**TASK DIRECTIONS:**
Report every line in the records below that contains the word "roof", copying each one in full.

**DATA FOR THIS EXERCISE:**

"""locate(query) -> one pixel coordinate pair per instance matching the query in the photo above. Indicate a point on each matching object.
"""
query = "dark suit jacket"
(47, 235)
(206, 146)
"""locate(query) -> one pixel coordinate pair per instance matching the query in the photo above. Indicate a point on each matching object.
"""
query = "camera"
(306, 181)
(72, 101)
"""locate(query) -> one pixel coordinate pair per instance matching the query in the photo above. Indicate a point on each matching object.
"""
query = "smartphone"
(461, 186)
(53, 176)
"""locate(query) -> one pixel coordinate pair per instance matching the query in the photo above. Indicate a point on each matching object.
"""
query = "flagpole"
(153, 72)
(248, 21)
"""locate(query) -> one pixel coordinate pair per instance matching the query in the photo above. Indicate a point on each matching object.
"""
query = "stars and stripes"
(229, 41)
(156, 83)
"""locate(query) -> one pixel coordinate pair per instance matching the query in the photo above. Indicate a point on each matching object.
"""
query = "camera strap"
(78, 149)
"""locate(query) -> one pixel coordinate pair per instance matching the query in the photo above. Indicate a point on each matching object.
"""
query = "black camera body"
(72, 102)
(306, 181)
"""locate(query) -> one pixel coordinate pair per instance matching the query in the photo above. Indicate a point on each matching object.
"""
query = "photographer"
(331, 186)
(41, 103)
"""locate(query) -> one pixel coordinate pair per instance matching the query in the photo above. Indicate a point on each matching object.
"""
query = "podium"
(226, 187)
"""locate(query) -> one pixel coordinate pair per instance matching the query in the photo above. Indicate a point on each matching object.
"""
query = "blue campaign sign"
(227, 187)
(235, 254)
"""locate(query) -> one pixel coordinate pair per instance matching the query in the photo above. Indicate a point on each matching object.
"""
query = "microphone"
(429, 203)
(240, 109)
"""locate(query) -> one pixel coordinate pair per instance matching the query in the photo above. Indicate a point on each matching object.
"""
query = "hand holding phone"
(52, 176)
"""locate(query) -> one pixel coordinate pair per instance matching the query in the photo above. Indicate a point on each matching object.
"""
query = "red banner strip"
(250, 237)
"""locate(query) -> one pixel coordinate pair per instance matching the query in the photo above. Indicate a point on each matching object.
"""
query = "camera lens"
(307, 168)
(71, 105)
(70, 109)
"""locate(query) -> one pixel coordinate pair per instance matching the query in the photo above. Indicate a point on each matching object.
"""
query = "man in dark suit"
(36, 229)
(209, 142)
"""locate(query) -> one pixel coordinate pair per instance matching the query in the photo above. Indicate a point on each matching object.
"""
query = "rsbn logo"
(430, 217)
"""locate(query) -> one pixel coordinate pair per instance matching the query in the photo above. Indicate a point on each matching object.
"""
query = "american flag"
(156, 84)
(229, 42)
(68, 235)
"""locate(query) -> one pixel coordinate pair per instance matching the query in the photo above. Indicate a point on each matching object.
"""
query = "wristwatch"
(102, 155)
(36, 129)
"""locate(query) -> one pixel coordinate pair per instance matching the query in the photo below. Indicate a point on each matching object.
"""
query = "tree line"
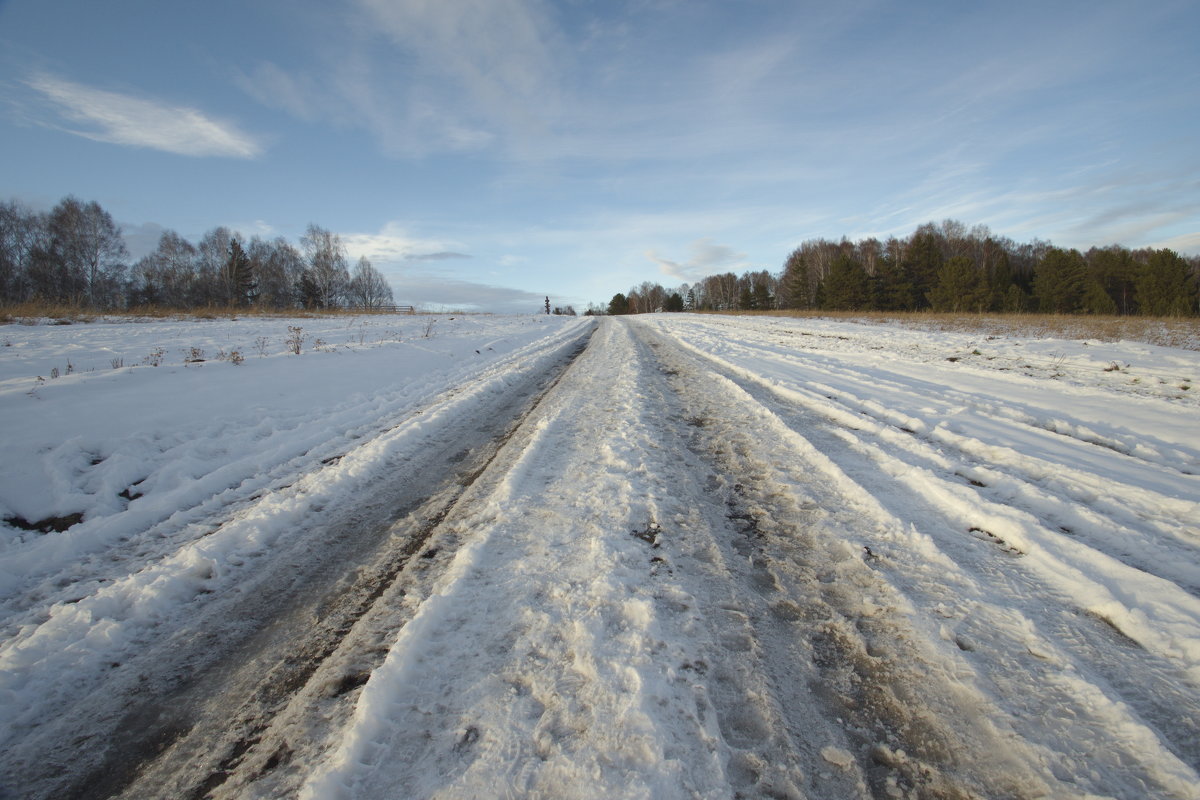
(75, 256)
(946, 268)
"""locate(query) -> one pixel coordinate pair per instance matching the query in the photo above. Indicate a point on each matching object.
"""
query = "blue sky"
(485, 154)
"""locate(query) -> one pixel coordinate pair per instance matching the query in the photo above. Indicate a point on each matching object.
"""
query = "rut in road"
(639, 606)
(187, 710)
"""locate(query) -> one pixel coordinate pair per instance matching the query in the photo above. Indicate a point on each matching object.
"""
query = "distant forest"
(946, 268)
(75, 256)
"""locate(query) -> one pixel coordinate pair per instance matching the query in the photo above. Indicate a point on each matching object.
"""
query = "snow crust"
(723, 557)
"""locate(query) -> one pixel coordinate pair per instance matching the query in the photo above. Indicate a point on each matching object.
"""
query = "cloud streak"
(707, 258)
(137, 122)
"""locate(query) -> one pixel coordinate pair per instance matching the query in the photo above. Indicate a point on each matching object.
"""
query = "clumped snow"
(712, 557)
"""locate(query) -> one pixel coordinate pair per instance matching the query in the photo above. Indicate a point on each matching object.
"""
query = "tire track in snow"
(1083, 668)
(282, 619)
(870, 710)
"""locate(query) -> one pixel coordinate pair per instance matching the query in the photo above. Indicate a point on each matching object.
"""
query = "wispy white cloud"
(706, 258)
(138, 122)
(393, 245)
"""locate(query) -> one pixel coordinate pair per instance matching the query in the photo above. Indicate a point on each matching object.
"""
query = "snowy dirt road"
(690, 557)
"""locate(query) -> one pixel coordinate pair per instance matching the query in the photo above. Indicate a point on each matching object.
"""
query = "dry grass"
(36, 312)
(1167, 331)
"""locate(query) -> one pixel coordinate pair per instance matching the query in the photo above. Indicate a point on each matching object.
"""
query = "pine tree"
(1164, 287)
(1060, 281)
(958, 288)
(238, 276)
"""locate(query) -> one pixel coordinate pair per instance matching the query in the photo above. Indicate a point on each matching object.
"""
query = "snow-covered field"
(655, 557)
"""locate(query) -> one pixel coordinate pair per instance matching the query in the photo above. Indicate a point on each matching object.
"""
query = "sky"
(487, 154)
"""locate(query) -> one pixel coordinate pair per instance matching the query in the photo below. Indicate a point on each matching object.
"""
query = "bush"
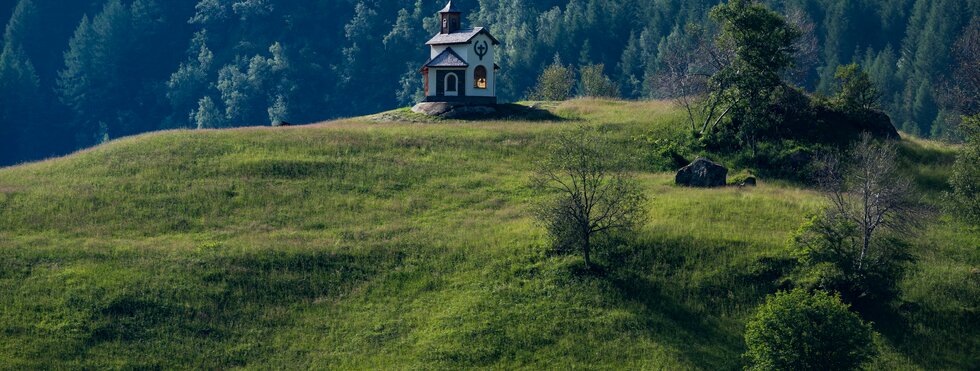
(828, 249)
(595, 83)
(799, 331)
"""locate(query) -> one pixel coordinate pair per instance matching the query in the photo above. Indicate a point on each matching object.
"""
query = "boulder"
(470, 111)
(432, 108)
(702, 173)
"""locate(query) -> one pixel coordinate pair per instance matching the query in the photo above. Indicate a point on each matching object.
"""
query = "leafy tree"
(279, 111)
(853, 247)
(593, 82)
(590, 193)
(555, 83)
(760, 44)
(191, 78)
(856, 91)
(797, 330)
(207, 115)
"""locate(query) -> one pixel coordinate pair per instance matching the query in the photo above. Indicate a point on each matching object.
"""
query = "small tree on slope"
(590, 192)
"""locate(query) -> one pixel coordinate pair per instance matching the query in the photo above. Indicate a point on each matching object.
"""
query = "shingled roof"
(461, 37)
(448, 58)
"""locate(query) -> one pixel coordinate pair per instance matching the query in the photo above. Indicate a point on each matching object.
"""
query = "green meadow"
(398, 243)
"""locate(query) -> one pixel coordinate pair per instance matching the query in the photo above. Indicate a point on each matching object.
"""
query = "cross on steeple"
(450, 18)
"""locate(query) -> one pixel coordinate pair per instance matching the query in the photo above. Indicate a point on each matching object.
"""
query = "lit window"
(480, 77)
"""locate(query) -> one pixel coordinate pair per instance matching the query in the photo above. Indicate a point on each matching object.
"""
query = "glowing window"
(480, 77)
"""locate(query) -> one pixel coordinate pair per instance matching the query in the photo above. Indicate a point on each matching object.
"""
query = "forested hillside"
(76, 73)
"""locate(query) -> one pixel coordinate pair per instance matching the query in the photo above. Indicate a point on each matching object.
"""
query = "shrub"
(799, 331)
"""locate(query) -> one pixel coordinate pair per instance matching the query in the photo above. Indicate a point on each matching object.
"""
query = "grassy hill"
(375, 243)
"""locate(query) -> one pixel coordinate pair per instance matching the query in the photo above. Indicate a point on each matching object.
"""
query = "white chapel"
(461, 66)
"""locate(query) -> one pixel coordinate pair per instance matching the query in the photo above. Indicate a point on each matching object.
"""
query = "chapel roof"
(461, 37)
(448, 58)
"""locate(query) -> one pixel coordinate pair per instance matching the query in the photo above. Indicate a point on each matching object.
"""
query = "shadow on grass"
(155, 316)
(515, 112)
(703, 342)
(642, 272)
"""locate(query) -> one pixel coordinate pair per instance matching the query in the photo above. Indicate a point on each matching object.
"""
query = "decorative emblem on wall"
(481, 49)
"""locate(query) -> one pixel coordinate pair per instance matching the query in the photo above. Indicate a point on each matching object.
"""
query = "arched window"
(452, 84)
(480, 77)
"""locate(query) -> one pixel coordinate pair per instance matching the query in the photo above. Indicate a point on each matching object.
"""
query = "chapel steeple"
(450, 18)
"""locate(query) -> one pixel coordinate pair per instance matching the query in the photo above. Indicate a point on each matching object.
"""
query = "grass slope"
(365, 244)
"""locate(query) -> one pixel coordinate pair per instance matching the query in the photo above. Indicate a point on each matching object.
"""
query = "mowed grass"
(358, 244)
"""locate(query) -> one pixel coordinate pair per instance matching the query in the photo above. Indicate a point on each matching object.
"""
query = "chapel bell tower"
(450, 18)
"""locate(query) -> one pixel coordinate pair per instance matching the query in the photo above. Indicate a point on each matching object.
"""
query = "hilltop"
(396, 242)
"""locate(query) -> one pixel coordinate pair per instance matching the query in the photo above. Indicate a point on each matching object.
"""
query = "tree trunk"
(586, 249)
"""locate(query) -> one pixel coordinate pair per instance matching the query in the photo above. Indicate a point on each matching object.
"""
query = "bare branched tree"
(867, 190)
(591, 193)
(687, 63)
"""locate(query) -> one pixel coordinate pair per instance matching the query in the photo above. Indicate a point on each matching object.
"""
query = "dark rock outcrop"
(702, 173)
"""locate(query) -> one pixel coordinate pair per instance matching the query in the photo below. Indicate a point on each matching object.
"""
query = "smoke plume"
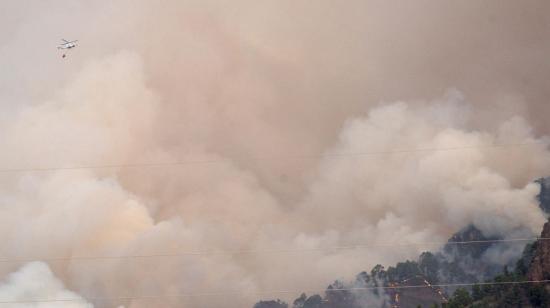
(280, 128)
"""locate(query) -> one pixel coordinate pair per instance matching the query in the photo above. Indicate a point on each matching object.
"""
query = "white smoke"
(35, 281)
(286, 151)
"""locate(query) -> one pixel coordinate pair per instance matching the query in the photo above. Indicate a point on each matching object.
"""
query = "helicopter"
(67, 45)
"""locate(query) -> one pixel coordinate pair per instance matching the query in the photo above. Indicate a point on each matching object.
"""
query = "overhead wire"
(270, 251)
(271, 292)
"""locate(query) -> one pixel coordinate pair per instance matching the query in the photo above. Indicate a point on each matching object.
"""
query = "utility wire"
(298, 157)
(225, 293)
(263, 251)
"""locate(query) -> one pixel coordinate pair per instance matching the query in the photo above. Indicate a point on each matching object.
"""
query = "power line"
(262, 251)
(225, 293)
(298, 157)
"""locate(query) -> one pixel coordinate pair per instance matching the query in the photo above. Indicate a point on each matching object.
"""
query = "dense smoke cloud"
(272, 103)
(35, 281)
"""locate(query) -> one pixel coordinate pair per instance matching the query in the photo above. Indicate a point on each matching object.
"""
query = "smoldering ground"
(267, 103)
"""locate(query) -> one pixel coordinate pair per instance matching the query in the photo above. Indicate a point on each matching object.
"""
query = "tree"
(477, 293)
(271, 304)
(461, 298)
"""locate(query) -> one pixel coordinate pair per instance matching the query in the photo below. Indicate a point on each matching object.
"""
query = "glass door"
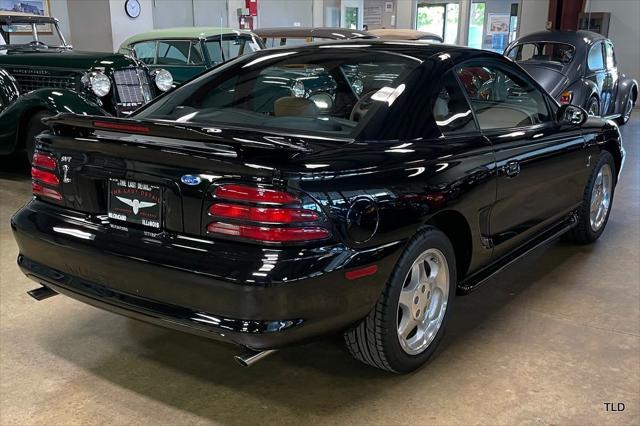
(476, 25)
(439, 18)
(352, 14)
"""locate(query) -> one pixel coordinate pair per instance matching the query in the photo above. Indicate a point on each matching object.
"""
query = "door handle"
(512, 168)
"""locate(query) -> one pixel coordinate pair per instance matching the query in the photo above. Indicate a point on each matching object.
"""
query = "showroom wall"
(535, 13)
(59, 10)
(624, 31)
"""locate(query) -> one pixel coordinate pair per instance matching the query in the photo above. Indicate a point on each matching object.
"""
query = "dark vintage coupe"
(578, 68)
(202, 212)
(112, 83)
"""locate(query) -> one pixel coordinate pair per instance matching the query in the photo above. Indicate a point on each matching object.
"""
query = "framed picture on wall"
(498, 23)
(33, 7)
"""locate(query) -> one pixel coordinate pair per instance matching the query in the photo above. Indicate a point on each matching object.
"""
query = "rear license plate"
(135, 202)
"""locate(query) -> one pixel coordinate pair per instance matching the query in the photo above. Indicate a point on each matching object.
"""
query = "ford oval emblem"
(190, 180)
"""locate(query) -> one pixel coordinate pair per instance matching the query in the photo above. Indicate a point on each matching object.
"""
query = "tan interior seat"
(290, 106)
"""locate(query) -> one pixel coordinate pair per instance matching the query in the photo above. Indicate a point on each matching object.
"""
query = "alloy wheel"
(601, 197)
(423, 301)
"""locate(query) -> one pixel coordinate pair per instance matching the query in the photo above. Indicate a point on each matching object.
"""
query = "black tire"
(33, 129)
(375, 339)
(593, 106)
(583, 232)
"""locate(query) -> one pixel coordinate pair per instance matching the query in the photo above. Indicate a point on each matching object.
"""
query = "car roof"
(322, 32)
(575, 38)
(182, 33)
(404, 34)
(414, 48)
(7, 17)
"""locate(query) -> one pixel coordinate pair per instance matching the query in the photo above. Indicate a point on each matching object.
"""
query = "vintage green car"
(185, 52)
(113, 84)
(21, 115)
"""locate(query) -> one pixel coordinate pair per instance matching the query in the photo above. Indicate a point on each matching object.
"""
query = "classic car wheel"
(34, 128)
(593, 108)
(408, 322)
(596, 204)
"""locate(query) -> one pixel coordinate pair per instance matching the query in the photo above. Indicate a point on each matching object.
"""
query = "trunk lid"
(137, 169)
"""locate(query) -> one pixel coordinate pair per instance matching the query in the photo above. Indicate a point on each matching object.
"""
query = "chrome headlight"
(163, 79)
(98, 82)
(298, 89)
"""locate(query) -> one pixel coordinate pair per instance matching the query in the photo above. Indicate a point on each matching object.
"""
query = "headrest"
(290, 106)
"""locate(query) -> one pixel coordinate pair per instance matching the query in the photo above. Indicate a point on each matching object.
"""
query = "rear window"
(328, 92)
(542, 51)
(226, 47)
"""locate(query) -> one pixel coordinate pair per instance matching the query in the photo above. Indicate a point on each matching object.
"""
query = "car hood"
(550, 77)
(65, 59)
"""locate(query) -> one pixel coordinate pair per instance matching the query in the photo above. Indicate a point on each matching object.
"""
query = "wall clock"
(133, 8)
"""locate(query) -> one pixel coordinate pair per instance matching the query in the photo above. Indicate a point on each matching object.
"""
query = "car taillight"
(44, 161)
(254, 194)
(43, 191)
(566, 97)
(273, 235)
(263, 215)
(42, 180)
(44, 177)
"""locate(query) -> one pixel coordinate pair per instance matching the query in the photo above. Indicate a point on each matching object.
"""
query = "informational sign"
(498, 23)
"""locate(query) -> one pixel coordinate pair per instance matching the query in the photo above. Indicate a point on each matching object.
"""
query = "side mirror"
(572, 115)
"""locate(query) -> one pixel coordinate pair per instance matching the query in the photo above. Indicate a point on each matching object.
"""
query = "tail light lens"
(44, 161)
(42, 180)
(267, 234)
(254, 194)
(43, 191)
(44, 177)
(566, 97)
(263, 215)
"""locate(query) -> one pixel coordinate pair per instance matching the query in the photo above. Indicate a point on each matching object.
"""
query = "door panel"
(540, 164)
(541, 174)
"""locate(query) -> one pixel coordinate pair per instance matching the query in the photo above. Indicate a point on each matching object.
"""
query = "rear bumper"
(261, 298)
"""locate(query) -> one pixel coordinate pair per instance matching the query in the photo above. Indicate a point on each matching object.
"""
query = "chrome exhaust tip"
(250, 357)
(42, 293)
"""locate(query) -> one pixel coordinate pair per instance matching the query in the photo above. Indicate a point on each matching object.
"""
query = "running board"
(42, 293)
(475, 280)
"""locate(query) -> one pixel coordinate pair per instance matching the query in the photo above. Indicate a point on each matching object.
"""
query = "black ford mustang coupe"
(269, 228)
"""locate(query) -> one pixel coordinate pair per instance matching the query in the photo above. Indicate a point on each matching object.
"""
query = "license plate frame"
(135, 202)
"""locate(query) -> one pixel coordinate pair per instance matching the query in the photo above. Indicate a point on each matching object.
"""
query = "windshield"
(31, 36)
(542, 51)
(227, 47)
(328, 92)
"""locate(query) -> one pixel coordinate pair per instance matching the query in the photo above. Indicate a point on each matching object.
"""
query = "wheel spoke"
(434, 270)
(406, 298)
(407, 325)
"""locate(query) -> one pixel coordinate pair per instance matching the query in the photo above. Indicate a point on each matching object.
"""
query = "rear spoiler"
(65, 123)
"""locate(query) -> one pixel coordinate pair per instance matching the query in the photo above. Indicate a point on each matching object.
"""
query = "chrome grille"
(133, 87)
(28, 82)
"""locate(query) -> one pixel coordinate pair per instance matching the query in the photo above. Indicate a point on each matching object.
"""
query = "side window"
(595, 60)
(179, 52)
(146, 52)
(451, 110)
(502, 98)
(609, 55)
(214, 49)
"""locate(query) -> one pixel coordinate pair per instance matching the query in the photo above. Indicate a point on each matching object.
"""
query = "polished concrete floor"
(548, 341)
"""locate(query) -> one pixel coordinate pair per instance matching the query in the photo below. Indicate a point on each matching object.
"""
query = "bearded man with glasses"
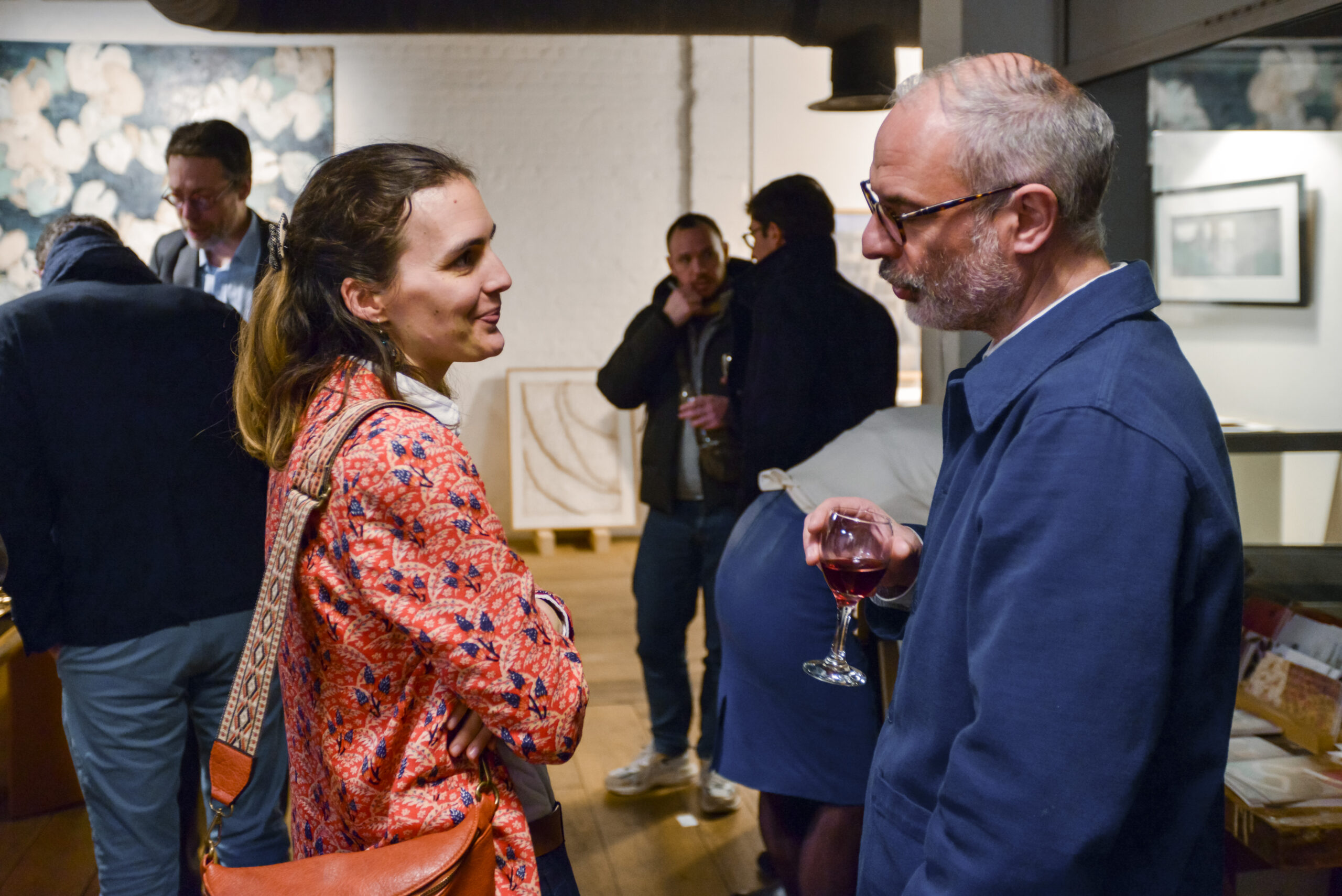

**EXPECTED ANSWER:**
query = "shingled roof"
query = "chapel roof"
query = "car roof"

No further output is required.